[START]
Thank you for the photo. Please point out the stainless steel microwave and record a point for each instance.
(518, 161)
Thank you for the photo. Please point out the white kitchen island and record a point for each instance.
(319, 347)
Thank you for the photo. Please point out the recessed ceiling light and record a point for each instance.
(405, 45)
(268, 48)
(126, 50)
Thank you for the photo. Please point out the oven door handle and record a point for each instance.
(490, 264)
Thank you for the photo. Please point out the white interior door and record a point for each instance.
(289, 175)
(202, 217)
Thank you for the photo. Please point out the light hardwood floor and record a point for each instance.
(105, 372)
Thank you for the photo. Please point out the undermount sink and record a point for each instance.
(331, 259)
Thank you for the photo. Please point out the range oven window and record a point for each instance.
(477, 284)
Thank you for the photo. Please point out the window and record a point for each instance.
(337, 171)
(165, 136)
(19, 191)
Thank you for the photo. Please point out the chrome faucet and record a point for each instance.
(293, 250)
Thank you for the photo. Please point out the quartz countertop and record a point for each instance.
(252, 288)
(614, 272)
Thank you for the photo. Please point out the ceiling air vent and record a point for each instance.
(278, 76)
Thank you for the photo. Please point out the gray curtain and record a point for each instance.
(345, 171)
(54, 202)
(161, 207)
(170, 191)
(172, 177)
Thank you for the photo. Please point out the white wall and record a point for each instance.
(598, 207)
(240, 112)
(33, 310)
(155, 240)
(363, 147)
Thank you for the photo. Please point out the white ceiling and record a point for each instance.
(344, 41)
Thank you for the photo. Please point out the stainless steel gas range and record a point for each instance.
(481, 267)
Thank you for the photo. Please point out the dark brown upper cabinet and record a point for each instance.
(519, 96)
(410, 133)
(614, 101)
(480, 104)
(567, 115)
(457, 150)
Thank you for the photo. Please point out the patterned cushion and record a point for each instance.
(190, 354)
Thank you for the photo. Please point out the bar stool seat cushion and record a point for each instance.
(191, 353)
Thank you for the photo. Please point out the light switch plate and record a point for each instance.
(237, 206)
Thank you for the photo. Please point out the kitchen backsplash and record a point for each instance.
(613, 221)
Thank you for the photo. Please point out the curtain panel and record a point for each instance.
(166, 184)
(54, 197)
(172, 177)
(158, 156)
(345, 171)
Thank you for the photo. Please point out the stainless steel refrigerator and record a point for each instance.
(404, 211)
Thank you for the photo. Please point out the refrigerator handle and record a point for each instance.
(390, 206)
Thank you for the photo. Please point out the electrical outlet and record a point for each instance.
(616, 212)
[END]
[START]
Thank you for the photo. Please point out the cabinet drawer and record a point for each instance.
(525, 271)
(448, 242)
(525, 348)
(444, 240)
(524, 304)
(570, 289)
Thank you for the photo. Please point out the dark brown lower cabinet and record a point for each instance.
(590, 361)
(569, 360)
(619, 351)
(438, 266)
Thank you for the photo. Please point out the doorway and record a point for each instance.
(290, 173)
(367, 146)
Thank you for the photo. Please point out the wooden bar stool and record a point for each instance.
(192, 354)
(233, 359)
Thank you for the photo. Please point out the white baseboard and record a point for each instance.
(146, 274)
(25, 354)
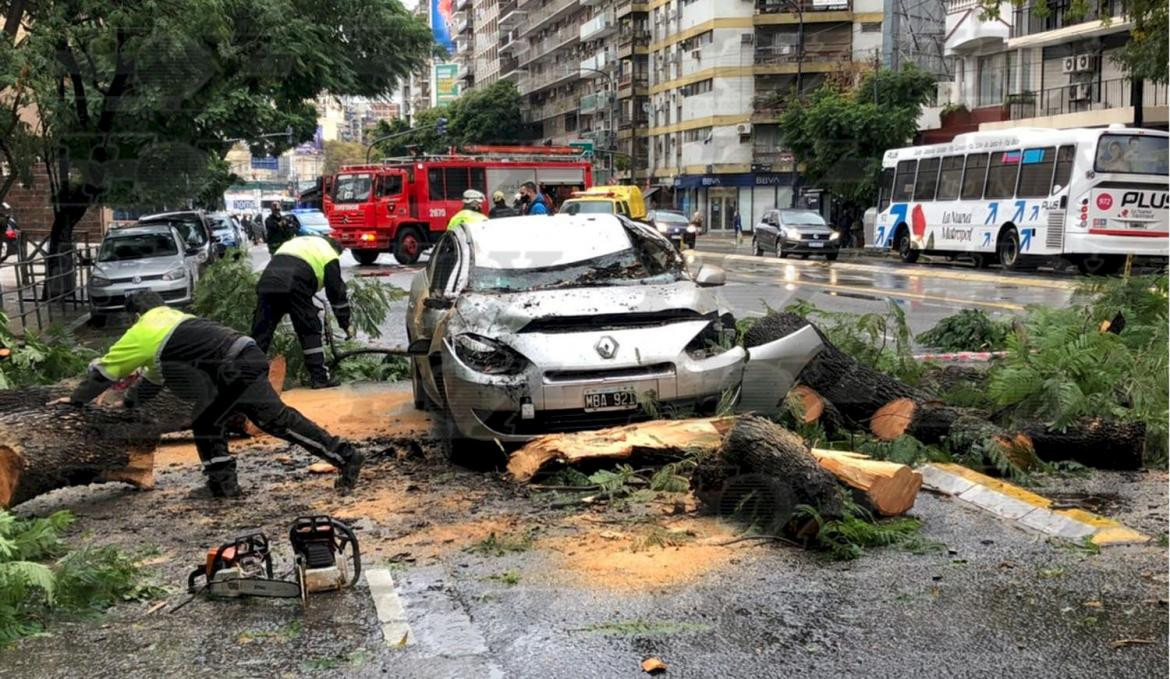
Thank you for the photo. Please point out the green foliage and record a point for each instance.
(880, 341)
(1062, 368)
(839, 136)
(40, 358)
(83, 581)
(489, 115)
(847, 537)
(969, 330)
[END]
[START]
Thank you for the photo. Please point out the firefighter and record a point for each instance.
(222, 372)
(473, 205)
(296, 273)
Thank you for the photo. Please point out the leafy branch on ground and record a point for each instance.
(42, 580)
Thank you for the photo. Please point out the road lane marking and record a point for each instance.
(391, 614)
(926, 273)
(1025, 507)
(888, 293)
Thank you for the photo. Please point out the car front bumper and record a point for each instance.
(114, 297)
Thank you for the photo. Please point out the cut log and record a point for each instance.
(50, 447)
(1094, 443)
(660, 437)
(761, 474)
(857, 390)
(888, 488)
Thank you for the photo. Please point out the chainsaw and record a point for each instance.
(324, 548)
[END]
▶ **INSTRUCTIONS FOR THE TASK**
Count the lines of the records above that contain the string "oven", matching case exactly, and reply with the number alone.

▶ **TASK SOLUTION**
2